--- AVAILABLE DATA ---

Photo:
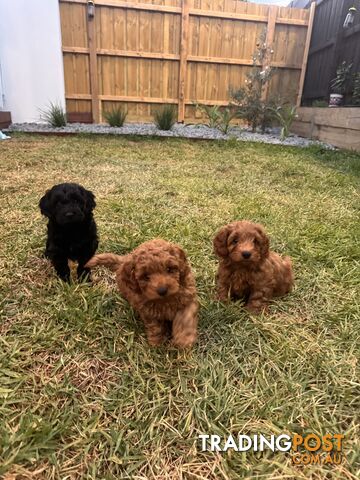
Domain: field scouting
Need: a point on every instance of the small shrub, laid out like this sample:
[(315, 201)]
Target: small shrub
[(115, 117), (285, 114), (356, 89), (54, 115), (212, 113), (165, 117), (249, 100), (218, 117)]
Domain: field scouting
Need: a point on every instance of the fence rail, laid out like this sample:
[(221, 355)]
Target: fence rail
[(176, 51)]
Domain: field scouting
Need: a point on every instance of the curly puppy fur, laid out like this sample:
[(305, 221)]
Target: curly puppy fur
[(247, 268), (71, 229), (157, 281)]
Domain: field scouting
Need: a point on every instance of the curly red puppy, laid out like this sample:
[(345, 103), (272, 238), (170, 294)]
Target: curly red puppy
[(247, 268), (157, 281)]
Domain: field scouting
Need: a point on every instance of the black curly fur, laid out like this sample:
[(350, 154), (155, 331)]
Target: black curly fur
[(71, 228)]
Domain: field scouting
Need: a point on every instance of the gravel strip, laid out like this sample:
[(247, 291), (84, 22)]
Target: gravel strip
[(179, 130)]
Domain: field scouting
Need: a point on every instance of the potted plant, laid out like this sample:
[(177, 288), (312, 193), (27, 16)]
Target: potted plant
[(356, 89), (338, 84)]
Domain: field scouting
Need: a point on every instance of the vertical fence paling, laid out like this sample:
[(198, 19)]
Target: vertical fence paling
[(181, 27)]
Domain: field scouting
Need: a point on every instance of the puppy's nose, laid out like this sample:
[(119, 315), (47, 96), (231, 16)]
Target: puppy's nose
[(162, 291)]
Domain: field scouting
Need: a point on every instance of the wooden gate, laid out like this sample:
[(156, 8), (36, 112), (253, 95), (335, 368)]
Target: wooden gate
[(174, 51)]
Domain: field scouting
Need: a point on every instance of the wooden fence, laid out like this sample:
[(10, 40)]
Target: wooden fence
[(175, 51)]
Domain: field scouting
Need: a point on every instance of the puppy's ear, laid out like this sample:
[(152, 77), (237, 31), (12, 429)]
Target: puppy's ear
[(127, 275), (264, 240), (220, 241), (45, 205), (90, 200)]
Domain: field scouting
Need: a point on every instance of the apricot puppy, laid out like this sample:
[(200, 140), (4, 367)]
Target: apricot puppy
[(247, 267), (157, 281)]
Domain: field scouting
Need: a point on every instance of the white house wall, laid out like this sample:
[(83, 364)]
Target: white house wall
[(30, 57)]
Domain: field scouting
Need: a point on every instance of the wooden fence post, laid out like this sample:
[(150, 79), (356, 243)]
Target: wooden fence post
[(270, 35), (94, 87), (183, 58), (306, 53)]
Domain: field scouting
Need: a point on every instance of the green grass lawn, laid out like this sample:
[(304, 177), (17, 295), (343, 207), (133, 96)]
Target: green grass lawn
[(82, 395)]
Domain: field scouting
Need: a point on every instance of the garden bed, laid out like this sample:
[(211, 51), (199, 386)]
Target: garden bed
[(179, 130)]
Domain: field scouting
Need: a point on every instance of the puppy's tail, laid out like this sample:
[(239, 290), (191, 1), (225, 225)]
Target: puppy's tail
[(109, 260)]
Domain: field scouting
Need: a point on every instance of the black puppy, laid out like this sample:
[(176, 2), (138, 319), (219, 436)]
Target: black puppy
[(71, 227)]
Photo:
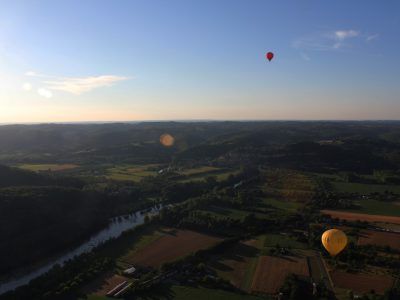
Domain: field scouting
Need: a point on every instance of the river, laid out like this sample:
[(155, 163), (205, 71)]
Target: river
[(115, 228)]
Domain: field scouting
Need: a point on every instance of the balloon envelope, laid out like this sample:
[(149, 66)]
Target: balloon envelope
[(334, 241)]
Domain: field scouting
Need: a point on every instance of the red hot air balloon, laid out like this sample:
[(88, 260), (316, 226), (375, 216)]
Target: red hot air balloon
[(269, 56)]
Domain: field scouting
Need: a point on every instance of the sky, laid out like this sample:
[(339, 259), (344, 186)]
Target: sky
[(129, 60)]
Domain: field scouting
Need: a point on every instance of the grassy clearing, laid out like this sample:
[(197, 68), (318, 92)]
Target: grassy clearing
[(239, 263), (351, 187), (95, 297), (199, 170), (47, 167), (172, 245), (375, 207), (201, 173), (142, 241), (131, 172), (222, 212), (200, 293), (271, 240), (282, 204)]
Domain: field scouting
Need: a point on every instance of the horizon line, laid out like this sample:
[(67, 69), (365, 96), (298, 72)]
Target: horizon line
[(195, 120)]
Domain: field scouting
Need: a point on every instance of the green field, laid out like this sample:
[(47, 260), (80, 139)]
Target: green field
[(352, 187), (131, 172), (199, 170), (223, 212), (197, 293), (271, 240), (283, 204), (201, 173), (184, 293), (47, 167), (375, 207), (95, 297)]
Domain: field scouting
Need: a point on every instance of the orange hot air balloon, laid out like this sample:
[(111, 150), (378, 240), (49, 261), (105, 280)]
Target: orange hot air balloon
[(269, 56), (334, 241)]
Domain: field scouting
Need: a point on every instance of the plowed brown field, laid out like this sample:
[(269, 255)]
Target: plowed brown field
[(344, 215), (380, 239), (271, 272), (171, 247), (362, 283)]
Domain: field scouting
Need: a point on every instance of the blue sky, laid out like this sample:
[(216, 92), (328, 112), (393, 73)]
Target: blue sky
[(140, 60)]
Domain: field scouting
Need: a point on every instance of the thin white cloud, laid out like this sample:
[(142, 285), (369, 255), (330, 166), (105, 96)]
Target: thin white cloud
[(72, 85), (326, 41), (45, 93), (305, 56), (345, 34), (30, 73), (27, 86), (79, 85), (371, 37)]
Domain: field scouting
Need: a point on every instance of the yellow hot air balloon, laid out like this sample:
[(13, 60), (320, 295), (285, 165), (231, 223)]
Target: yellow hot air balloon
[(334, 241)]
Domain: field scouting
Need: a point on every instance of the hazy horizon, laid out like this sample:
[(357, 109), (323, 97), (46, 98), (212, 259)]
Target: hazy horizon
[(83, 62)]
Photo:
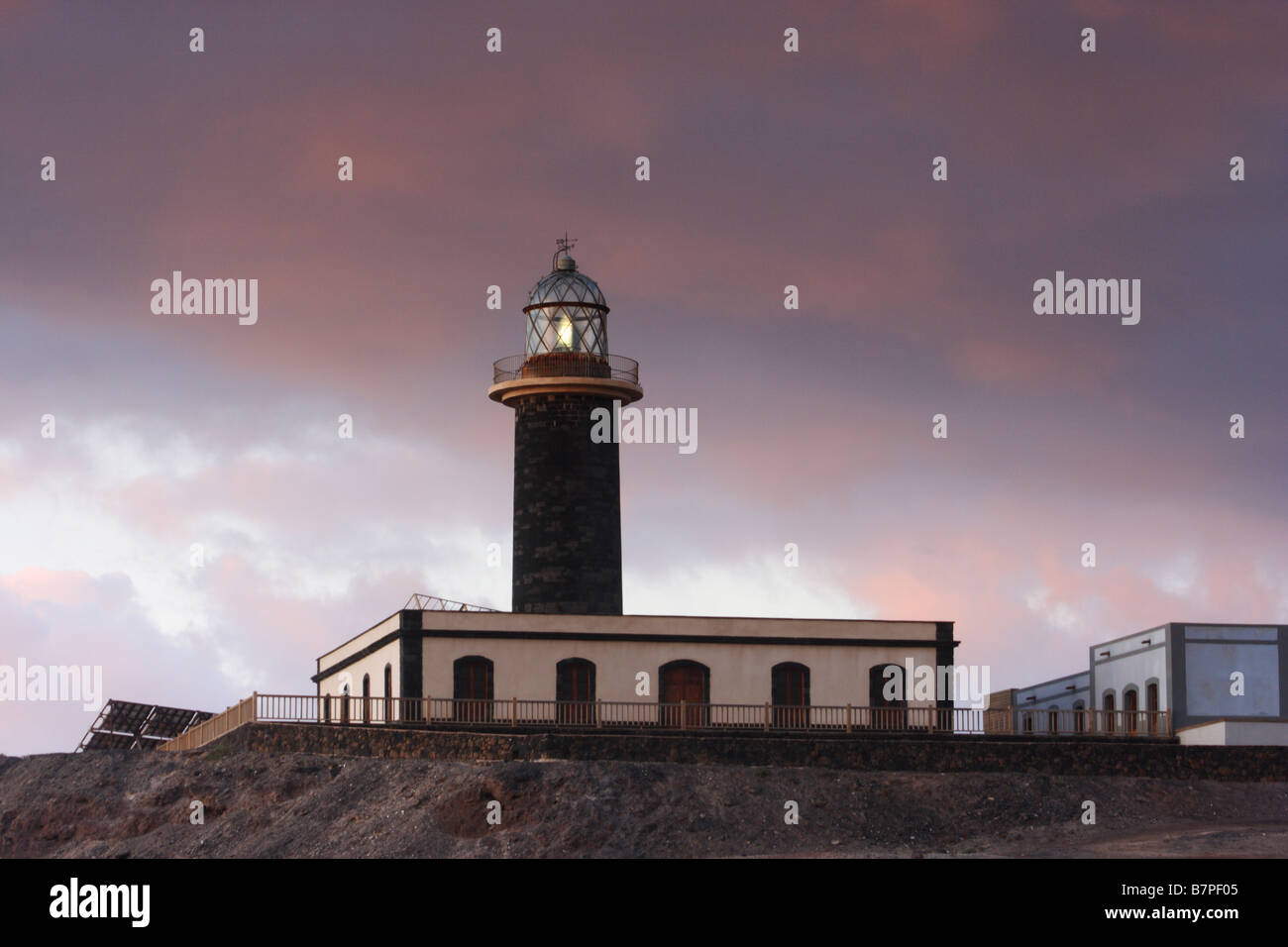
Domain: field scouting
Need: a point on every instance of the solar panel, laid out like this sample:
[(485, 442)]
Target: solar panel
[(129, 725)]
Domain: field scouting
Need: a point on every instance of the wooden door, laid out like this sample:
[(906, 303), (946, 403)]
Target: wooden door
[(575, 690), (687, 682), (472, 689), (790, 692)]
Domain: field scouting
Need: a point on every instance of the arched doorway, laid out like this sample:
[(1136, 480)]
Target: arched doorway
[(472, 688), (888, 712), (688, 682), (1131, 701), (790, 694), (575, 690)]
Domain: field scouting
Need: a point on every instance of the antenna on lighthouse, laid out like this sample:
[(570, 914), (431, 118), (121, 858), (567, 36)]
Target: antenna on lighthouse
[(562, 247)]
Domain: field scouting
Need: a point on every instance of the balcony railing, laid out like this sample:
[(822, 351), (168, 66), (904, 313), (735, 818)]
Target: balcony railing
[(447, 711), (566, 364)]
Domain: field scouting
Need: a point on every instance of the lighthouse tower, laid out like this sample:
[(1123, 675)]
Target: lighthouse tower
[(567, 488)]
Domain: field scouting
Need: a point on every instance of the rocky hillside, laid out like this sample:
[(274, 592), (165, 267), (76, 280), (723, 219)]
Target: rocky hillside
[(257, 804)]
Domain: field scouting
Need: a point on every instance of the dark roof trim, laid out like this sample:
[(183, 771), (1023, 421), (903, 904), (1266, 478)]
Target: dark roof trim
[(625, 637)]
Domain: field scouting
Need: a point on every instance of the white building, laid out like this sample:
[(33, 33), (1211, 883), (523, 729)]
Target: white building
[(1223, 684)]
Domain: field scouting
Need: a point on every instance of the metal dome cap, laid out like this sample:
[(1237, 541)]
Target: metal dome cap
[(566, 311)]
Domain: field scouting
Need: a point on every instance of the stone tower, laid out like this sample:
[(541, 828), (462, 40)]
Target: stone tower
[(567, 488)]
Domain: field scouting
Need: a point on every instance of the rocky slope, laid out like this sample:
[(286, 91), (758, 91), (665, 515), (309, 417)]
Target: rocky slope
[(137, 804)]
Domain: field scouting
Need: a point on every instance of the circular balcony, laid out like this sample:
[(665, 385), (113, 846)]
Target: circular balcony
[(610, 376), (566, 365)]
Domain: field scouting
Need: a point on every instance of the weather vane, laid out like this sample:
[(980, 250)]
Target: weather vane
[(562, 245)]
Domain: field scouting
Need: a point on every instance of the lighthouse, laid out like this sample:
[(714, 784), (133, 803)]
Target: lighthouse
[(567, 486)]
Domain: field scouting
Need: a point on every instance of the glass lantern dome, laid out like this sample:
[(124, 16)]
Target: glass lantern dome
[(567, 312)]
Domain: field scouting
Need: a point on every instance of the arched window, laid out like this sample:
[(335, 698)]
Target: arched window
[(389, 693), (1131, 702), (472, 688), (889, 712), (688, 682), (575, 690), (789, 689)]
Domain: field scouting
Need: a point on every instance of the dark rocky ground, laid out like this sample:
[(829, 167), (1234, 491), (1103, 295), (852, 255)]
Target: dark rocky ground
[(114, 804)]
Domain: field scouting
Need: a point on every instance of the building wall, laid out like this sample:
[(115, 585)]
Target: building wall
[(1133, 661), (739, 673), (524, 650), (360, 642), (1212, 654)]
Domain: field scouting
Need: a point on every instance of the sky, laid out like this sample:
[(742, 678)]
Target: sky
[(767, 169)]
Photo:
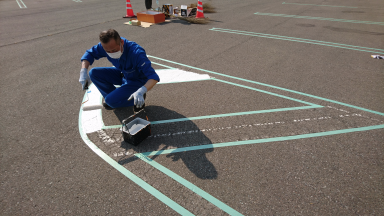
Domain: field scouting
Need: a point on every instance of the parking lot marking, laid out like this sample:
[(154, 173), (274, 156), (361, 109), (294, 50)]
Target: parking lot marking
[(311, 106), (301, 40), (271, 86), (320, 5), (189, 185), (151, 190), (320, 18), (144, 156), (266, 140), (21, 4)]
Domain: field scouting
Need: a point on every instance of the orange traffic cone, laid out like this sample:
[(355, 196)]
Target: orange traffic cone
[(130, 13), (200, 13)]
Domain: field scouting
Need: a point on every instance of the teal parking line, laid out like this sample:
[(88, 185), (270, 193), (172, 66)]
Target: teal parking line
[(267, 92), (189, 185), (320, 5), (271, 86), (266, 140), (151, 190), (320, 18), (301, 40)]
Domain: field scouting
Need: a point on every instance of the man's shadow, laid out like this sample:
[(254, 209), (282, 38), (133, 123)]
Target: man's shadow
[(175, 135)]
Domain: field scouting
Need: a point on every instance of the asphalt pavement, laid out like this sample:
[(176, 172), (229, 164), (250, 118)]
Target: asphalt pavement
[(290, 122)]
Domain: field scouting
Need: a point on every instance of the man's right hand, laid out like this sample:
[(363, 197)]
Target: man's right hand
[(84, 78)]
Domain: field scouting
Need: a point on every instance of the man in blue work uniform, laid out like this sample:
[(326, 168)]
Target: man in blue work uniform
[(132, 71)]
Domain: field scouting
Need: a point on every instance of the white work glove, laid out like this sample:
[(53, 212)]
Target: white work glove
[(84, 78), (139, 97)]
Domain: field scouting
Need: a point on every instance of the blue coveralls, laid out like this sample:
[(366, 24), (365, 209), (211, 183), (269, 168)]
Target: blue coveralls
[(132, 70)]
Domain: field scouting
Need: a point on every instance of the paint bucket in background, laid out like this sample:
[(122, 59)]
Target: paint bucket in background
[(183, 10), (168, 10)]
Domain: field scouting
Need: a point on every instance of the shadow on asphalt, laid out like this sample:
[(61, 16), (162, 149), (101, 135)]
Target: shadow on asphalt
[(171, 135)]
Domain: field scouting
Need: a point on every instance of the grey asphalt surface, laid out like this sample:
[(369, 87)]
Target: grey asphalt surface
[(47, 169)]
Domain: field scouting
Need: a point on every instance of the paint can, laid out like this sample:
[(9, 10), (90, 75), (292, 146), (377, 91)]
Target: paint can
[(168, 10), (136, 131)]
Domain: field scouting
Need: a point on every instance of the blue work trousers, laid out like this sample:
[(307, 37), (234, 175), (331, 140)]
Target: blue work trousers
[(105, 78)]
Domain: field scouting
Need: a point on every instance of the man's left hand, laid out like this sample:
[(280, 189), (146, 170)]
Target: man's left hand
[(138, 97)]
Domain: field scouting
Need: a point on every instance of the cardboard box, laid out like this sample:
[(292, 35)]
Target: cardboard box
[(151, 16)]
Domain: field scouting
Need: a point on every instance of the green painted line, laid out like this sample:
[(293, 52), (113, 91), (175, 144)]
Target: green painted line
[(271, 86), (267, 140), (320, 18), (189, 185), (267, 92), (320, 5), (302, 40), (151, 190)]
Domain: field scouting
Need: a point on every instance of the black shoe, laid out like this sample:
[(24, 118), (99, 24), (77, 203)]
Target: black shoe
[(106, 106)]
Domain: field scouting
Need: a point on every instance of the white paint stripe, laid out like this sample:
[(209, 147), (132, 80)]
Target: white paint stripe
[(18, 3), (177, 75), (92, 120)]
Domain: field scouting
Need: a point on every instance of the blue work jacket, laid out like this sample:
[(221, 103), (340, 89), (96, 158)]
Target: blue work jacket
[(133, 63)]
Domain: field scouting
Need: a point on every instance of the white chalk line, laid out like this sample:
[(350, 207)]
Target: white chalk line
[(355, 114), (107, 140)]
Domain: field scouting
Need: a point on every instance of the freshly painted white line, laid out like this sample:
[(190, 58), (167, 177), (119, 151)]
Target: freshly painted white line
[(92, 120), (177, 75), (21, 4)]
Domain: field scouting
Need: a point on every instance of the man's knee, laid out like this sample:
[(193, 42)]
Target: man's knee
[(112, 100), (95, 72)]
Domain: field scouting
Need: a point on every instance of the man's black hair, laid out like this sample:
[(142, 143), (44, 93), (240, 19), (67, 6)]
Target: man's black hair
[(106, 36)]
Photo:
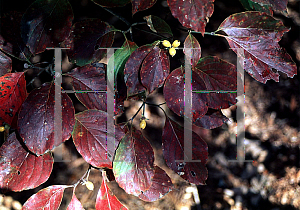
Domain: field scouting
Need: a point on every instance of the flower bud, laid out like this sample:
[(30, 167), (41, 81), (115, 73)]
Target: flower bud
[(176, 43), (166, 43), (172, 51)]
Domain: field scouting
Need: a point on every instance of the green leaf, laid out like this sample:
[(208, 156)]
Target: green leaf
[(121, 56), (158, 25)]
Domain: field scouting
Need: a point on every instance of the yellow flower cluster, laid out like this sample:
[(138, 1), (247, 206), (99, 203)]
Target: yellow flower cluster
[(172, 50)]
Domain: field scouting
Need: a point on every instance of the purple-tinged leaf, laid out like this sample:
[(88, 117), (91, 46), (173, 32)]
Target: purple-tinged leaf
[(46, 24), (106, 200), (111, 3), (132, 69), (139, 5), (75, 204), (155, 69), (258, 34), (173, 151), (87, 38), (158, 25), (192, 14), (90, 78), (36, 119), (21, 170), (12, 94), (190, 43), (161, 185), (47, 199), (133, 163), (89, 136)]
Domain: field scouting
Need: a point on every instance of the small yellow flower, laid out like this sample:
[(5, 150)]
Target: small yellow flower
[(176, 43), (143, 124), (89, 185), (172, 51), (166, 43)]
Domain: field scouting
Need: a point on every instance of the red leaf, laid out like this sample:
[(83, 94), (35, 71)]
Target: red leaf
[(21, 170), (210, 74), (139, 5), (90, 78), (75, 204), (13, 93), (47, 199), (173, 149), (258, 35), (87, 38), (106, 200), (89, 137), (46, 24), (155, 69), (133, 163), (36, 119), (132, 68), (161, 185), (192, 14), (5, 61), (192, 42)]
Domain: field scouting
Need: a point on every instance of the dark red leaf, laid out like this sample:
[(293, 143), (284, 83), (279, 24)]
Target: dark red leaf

---

## TO DO
With all pictures left out, please transcribe exactly the lines from the start of the material through the line with "[(305, 221)]".

## RESULT BELOW
Photo:
Domain: field scouting
Need: a point on every instance of the small shrub, laid out like this sample:
[(315, 201)]
Target: small shrub
[(115, 117), (285, 114), (356, 89), (54, 115), (212, 113), (165, 117), (249, 100), (218, 117)]
Domain: field scouting
Need: a point on every instance of the fence rail, laid out like this sample:
[(221, 355)]
Target: fence rail
[(176, 51)]
Domain: field scouting
Need: a point on every instance of the curly puppy fur, laid out like this sample:
[(305, 221)]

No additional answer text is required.